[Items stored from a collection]
◇ ◇ ◇ ◇
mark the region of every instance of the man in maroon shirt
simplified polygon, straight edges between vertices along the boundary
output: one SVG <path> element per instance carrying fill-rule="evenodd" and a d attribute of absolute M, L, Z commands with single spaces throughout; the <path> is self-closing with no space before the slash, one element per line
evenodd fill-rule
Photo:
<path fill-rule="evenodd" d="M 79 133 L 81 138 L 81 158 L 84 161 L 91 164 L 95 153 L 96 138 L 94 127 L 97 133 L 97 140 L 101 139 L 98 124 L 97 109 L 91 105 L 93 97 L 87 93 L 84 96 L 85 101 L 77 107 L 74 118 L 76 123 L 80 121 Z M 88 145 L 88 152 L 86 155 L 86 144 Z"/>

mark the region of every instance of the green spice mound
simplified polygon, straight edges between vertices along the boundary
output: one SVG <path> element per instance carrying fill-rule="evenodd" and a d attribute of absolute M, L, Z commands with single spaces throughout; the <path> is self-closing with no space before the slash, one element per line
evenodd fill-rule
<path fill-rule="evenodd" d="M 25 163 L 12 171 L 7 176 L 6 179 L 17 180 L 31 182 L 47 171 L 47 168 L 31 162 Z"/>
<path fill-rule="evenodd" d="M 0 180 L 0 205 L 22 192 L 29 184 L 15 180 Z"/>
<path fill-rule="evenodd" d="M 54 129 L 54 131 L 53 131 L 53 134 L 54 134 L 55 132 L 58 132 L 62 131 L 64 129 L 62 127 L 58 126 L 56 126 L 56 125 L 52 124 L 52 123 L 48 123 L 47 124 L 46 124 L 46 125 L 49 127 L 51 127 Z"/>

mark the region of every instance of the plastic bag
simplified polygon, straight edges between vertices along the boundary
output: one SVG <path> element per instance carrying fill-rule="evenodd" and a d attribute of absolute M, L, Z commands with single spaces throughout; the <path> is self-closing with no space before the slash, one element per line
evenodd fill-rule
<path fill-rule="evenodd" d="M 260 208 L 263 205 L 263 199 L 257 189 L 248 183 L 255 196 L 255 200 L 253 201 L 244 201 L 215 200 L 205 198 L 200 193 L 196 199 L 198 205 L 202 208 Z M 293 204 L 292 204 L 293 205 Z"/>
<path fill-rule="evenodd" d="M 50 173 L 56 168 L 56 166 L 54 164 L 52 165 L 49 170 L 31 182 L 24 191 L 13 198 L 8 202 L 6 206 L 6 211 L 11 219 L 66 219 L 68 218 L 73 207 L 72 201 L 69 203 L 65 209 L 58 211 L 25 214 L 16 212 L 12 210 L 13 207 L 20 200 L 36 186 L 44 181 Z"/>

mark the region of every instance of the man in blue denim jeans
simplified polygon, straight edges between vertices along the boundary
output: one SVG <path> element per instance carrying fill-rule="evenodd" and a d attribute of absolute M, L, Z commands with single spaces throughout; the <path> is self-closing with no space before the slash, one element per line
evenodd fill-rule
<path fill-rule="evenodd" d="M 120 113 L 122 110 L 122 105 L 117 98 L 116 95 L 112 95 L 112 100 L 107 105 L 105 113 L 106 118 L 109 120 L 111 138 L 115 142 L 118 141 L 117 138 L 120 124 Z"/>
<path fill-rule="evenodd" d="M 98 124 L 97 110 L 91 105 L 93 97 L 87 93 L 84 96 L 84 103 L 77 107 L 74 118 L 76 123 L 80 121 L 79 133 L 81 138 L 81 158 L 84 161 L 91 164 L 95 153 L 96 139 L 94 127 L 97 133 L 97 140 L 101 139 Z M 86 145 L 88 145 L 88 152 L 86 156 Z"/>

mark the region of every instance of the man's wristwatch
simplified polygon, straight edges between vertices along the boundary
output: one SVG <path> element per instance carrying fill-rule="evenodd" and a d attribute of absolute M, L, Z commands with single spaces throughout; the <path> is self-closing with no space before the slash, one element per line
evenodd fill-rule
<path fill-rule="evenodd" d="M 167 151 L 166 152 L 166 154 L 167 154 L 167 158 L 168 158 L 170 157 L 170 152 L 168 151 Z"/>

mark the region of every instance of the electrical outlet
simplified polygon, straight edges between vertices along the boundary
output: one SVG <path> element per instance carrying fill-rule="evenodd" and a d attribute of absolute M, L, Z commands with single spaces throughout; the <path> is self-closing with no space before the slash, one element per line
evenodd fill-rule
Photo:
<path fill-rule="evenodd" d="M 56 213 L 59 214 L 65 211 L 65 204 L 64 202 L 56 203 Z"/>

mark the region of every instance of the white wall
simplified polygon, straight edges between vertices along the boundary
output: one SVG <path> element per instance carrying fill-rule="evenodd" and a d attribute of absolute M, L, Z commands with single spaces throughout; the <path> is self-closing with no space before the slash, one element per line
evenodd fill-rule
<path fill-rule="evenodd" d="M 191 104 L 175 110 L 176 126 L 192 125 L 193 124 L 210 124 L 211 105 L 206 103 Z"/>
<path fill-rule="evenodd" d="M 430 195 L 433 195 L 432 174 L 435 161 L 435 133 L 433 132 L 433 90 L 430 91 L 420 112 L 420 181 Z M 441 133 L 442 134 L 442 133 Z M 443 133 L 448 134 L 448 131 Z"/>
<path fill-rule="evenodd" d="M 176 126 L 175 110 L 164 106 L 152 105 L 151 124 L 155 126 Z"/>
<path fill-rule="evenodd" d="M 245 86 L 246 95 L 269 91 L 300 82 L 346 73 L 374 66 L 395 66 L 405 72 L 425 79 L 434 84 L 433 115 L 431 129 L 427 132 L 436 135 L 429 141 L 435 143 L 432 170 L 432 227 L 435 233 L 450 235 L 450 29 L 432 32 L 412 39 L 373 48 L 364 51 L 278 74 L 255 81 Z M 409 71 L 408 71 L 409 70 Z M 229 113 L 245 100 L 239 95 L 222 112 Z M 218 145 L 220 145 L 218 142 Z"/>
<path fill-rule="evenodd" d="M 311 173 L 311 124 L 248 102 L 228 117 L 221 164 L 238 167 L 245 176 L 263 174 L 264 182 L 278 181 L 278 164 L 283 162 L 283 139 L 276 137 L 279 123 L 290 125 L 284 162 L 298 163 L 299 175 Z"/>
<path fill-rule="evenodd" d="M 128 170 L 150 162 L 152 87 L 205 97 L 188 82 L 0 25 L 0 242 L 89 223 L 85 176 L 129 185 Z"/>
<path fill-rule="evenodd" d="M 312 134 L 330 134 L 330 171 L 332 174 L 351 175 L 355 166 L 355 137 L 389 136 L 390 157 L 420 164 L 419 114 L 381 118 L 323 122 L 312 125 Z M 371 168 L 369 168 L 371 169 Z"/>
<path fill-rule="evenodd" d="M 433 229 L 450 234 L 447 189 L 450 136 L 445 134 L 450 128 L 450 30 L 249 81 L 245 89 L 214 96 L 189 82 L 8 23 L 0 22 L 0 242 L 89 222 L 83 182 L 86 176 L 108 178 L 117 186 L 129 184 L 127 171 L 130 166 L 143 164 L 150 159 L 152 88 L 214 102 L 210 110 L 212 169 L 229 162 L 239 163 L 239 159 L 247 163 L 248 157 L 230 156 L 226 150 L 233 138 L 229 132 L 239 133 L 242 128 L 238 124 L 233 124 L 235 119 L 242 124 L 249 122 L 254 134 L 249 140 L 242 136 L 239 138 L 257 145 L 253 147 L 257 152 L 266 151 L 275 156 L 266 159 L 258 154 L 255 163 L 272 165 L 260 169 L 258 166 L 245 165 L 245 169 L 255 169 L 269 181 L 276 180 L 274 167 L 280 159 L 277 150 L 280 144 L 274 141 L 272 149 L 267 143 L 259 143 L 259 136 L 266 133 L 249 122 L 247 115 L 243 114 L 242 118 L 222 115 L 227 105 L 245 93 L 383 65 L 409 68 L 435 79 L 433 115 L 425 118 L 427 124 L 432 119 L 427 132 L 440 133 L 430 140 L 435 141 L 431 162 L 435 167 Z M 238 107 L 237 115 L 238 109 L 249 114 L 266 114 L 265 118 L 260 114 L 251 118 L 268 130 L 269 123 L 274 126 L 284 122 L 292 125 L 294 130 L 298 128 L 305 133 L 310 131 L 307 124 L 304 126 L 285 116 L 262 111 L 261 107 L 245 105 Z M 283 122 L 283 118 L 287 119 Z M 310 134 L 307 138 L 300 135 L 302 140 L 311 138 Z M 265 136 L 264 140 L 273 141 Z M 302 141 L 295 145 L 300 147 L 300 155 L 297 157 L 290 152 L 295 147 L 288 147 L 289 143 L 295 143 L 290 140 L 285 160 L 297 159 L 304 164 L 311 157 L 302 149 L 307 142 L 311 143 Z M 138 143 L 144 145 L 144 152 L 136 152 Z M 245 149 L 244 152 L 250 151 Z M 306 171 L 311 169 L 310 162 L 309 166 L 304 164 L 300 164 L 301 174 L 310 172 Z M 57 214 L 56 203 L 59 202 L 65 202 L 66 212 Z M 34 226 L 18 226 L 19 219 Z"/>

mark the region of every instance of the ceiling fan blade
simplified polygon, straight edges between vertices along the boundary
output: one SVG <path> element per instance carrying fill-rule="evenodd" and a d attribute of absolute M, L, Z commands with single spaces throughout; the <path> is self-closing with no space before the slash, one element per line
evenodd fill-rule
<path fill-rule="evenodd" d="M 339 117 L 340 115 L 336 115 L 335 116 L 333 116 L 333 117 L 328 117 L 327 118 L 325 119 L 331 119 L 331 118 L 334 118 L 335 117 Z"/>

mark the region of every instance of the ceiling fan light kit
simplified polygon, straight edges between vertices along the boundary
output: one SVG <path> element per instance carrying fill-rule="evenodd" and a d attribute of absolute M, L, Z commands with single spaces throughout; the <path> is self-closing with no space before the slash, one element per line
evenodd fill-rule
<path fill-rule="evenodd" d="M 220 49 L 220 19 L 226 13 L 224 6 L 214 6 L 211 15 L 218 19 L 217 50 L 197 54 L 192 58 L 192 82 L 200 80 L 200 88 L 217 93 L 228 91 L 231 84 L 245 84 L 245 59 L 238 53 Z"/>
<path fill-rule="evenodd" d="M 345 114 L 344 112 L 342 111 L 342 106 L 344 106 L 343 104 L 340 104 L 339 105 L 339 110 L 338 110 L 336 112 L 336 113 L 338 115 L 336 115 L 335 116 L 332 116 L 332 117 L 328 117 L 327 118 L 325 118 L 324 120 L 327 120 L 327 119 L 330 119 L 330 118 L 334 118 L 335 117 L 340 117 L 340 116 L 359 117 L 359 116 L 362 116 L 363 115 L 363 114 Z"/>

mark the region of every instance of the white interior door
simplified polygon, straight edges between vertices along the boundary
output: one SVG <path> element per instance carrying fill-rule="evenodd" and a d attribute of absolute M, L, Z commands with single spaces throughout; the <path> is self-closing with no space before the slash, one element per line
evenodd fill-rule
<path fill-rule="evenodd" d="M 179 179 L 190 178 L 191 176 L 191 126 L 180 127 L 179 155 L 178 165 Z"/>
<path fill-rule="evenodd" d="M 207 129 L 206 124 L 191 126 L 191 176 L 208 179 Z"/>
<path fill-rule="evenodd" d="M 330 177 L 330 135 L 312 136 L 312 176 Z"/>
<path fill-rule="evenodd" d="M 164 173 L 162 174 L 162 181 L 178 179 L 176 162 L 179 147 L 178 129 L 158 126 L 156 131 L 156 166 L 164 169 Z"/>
◇ ◇ ◇ ◇
**The request:** How many lines in the data above contain the string "every", with case counting? Reply with the number alone.

**Answer for this exercise:** 10